Persyaratan Latihan |
**A.** Silakan ringkas paragraf berita mpox yang diawali "WHO sendiri membuat" menjadi satu kalimat yang tetap memuat fakta utamanya.
**B.** Tulis ulang bagian berita mpox dari "WHO sendiri membuat" sampai "kebutuhan untuk melaksanakannya." dengan mengganti nama "Rencana Kesiapsiagaan dan Respons Strategis" menjadi "Rencana Aksi Strategis".
**C.** Jawab pertanyaan berikut berdasarkan berita mpox.
(i) Apa sebutan baru untuk cacar monyet?
(ii) Siapa kepala WHO yang pernyataannya dikutip?
(iii) Periode apa yang dicakup rencana buatan WHO?
[Teks yang Dikaji]
Organisasi Kesehatan Dunia (WHO) memberi kabar baik soal penyebaran cacar monyet terbaru, kini disebut mpox, secara global.
Lembaga PBB itu menegaskan wabah tersebut bisa dihentikan.
Namun, hal ini membutuhkan dana. Setidaknya, kata WHO, dibutuhkan US$135 juta (sekitar Rp 2 triliun untuk mengatasi penyebaran.
“Wabah mpox di Republik Demokratik Kongo dan negara-negara tetangga dapat dikendalikan, dan dapat dihentikan,” kata kepala WHO Tedros Adhanom Ghebreyesus dalam pernyataan tersebut, dikutip dari AFP, Selasa (27/8/2024).
“Tetapi melakukan hal itu memerlukan rencana tindakan yang komprehensif dan terkoordinasi,” tambah direktur jenderal tersebut.
WHO sendiri membuat Rencana Kesiapsiagaan dan Respons Strategis WHO mencakup periode dari September 2024 hingga Februari 2025. Dana US$135 juta tercantum sebagai kebutuhan untuk melaksanakannya.
[/Teks yang Dikaji]
[Data Hasil Ekstraksi]
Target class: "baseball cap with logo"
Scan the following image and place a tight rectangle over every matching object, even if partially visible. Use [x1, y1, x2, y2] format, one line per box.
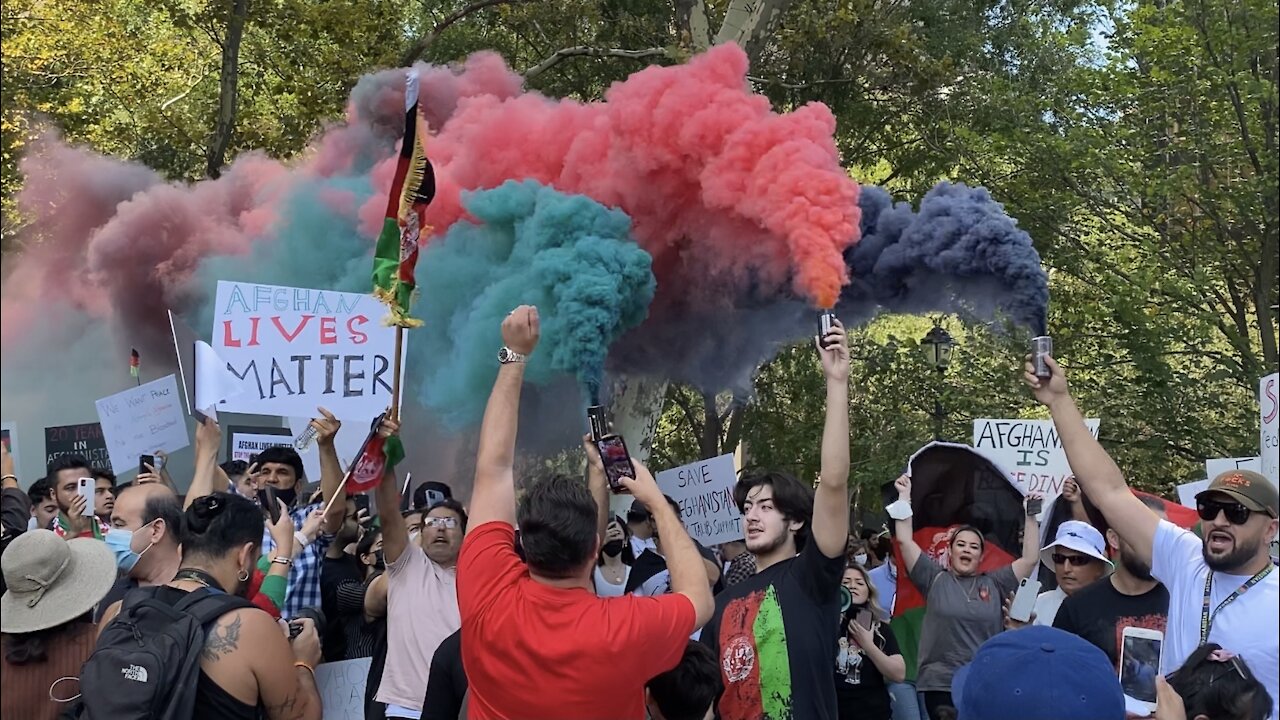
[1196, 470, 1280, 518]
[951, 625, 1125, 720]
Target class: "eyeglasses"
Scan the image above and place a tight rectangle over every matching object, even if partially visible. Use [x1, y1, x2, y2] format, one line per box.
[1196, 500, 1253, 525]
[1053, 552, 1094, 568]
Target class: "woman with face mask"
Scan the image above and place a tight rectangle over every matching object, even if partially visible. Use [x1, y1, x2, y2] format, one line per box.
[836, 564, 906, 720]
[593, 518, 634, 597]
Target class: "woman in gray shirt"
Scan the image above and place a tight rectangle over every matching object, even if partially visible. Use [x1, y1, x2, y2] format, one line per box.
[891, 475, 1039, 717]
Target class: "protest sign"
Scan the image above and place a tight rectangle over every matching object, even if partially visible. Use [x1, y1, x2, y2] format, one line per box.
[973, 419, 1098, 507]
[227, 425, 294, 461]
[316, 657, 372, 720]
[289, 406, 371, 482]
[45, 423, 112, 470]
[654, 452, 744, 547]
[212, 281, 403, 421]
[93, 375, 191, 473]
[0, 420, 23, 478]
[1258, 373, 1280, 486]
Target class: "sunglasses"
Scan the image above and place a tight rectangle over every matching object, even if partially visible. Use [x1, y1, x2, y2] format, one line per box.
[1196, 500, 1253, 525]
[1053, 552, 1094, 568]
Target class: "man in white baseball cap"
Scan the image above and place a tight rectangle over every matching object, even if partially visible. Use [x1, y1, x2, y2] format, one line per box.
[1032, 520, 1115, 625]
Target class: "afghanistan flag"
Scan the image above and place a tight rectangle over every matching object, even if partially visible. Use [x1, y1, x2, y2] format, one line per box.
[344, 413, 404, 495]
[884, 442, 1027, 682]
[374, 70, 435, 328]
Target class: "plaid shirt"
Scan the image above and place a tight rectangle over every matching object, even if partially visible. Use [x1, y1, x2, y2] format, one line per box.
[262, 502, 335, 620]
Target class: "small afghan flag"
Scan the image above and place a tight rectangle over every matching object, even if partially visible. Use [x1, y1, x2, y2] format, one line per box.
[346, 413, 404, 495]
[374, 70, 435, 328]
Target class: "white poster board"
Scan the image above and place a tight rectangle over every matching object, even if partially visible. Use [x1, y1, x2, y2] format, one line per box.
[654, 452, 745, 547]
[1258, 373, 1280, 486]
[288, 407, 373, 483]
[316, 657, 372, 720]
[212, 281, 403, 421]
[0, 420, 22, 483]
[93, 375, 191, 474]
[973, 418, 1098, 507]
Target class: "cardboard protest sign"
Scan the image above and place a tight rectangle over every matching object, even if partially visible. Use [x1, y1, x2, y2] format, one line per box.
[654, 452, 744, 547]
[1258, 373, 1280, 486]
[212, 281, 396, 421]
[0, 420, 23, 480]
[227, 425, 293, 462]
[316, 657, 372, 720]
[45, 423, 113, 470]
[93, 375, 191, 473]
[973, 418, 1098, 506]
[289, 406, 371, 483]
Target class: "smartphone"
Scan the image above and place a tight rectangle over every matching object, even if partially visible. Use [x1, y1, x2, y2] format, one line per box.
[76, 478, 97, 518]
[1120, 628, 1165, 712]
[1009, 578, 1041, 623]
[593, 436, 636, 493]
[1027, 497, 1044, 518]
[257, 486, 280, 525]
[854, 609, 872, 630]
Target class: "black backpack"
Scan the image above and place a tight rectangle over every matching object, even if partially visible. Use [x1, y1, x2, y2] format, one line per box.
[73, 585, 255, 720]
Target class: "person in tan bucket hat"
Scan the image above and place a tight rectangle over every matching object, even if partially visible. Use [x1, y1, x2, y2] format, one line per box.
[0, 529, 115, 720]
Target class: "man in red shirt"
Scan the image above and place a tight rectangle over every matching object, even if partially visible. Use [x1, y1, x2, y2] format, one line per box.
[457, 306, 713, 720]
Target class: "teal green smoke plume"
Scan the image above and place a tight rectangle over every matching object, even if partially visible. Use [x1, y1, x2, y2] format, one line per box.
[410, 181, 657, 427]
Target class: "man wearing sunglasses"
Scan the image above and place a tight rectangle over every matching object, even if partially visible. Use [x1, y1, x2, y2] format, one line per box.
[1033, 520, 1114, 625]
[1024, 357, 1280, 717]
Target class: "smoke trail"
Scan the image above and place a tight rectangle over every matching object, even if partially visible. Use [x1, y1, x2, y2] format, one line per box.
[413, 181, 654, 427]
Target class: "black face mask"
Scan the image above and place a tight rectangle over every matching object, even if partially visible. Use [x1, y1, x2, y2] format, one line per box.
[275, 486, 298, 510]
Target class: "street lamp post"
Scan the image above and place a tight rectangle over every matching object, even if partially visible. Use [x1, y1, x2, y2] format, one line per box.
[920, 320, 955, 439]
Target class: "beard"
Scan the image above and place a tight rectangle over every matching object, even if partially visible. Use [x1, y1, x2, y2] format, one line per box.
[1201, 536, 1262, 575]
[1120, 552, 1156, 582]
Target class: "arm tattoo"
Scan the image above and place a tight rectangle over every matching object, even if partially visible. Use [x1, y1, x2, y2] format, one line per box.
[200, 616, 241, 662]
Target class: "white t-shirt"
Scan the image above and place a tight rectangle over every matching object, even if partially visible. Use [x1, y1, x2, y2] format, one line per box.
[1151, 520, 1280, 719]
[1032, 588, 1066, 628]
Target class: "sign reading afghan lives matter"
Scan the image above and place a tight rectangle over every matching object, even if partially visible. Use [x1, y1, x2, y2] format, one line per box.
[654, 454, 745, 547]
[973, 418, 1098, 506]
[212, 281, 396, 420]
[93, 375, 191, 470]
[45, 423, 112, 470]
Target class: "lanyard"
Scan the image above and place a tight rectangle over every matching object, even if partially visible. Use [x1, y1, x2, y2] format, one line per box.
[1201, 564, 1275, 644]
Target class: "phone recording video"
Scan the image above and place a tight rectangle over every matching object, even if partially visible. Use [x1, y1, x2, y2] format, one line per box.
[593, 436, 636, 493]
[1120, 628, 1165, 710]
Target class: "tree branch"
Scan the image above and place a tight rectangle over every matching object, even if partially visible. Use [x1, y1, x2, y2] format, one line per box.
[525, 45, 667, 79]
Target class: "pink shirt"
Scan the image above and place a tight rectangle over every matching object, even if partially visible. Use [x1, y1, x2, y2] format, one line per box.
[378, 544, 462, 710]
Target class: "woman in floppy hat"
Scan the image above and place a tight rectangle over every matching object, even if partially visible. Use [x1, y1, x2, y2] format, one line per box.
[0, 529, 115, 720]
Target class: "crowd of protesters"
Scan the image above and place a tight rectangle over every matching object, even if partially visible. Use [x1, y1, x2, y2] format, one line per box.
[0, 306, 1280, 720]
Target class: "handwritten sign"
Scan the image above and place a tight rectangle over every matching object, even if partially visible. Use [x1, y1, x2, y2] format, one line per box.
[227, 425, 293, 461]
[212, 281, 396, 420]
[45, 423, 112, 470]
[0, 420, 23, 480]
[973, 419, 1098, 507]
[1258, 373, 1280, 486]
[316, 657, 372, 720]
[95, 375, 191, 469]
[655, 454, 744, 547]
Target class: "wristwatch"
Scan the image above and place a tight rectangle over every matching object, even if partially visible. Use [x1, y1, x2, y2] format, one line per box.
[/Data Hasil Ekstraksi]
[Data Hasil Ekstraksi]
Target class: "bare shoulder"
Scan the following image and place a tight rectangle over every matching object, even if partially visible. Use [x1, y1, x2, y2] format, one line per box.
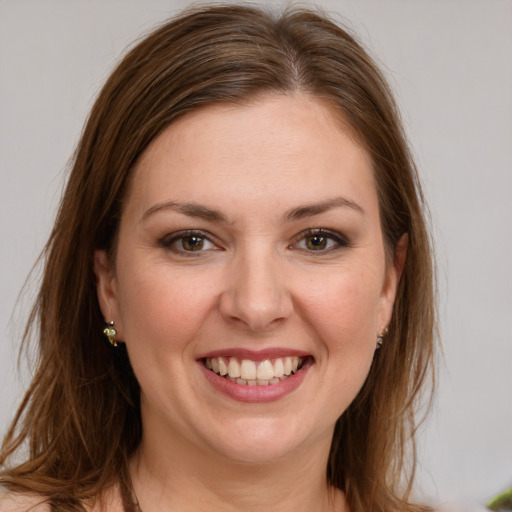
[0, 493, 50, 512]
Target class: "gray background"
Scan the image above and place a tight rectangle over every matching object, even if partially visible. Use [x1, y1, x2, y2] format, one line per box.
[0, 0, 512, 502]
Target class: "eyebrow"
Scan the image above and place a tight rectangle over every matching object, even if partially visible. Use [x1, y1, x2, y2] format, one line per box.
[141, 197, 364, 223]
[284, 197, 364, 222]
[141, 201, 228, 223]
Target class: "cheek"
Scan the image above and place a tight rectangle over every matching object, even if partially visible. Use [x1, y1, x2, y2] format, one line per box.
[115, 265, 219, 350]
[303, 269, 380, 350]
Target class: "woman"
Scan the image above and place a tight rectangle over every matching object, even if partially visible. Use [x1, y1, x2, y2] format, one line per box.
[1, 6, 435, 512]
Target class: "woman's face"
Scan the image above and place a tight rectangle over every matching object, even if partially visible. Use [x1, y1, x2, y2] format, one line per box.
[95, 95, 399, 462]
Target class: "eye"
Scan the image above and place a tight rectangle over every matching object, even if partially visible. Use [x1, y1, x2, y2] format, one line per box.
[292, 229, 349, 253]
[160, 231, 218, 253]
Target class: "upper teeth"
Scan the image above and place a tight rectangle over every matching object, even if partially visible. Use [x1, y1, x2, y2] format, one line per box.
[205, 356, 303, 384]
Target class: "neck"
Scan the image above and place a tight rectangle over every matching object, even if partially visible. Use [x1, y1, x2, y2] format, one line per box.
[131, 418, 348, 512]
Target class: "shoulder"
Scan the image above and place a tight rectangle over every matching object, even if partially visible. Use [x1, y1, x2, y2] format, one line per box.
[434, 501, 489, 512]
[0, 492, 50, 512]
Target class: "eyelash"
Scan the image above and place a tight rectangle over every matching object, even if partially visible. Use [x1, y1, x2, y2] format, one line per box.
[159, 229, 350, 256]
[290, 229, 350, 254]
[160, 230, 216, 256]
[/Data Hasil Ekstraksi]
[Data Hasil Ekstraksi]
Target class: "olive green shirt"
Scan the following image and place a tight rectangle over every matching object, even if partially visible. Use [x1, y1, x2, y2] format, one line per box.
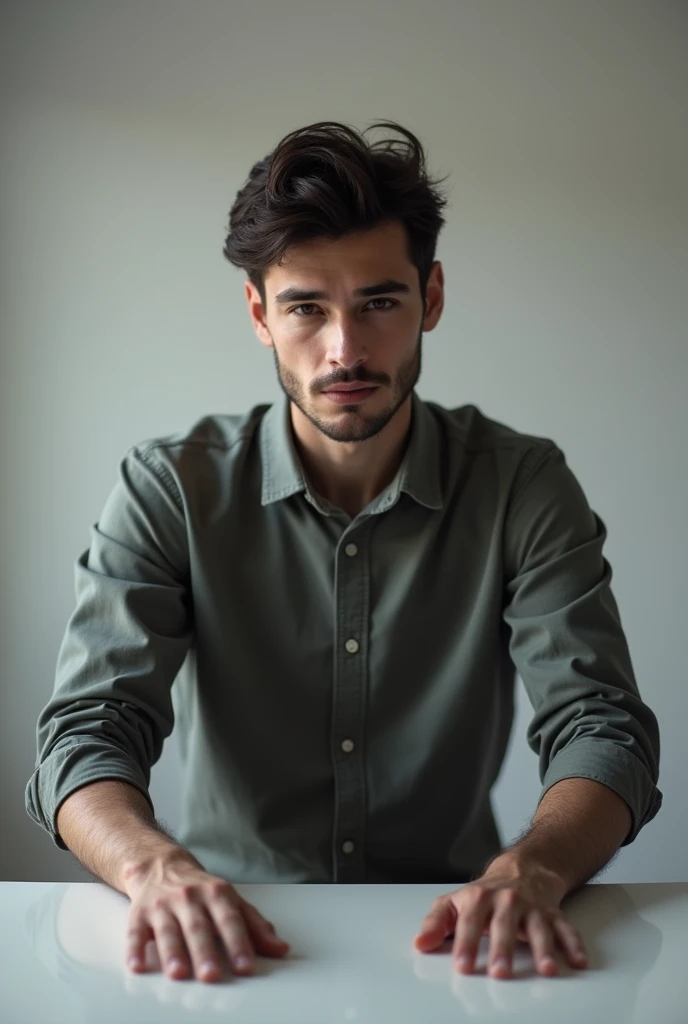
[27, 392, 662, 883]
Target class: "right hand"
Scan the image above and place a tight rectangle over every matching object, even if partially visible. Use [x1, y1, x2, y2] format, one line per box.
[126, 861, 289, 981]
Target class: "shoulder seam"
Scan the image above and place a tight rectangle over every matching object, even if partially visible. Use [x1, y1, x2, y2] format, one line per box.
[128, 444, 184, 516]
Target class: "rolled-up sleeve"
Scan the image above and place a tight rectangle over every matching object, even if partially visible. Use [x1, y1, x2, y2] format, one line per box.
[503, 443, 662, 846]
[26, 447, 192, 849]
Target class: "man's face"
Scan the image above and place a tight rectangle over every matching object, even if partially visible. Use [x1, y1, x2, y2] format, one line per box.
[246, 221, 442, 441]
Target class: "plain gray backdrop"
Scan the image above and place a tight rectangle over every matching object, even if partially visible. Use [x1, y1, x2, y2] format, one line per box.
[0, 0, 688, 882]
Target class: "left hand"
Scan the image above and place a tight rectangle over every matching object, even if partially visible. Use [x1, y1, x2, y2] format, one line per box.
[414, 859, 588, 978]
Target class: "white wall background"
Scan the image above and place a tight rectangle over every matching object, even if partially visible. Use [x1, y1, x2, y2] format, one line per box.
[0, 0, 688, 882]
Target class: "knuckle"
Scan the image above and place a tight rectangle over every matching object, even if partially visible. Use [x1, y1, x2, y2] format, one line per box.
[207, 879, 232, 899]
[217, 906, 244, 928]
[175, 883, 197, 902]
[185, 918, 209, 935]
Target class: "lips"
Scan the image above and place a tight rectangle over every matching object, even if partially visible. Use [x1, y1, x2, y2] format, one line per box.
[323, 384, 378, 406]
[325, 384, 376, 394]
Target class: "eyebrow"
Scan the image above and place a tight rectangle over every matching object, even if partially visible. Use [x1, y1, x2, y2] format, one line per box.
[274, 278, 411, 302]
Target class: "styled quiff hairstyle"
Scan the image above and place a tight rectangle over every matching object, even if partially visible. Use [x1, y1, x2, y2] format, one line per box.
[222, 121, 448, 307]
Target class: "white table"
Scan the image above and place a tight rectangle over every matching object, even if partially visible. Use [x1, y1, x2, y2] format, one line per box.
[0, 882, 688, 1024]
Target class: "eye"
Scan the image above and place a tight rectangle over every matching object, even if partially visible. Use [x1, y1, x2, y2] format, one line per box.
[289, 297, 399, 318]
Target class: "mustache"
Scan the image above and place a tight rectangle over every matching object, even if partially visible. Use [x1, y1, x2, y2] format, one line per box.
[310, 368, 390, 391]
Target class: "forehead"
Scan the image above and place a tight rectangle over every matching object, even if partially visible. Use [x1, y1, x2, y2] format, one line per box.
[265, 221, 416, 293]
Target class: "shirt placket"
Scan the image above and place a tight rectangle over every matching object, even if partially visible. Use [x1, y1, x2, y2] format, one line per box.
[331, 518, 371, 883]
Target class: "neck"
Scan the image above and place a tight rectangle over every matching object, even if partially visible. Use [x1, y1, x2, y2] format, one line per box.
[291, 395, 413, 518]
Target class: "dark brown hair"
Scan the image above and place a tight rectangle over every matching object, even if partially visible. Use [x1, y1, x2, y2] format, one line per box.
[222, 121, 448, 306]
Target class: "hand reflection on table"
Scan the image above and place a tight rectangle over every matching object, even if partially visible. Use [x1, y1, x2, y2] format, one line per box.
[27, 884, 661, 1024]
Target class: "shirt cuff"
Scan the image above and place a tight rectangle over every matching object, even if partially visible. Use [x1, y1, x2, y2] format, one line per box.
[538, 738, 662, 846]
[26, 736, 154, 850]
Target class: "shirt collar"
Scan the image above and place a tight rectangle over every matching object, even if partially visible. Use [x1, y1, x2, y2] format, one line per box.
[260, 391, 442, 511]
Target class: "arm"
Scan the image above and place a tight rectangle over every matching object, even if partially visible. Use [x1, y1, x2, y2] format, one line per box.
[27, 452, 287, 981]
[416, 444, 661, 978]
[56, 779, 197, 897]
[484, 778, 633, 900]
[/Data Hasil Ekstraksi]
Jawaban Tugas |
**A.** WHO menyusun Rencana Kesiapsiagaan dan Respons Strategis untuk periode September 2024 hingga Februari 2025, dengan kebutuhan dana US$135 juta untuk pelaksanaannya.

**B.**
WHO sendiri membuat Rencana Aksi Strategis WHO mencakup periode dari September 2024 hingga Februari 2025. Dana US$135 juta tercantum sebagai kebutuhan untuk melaksanakannya.

**C.**
(i) Mpox.
(ii) Tedros Adhanom Ghebreyesus.
(iii) September 2024 hingga Februari 2025.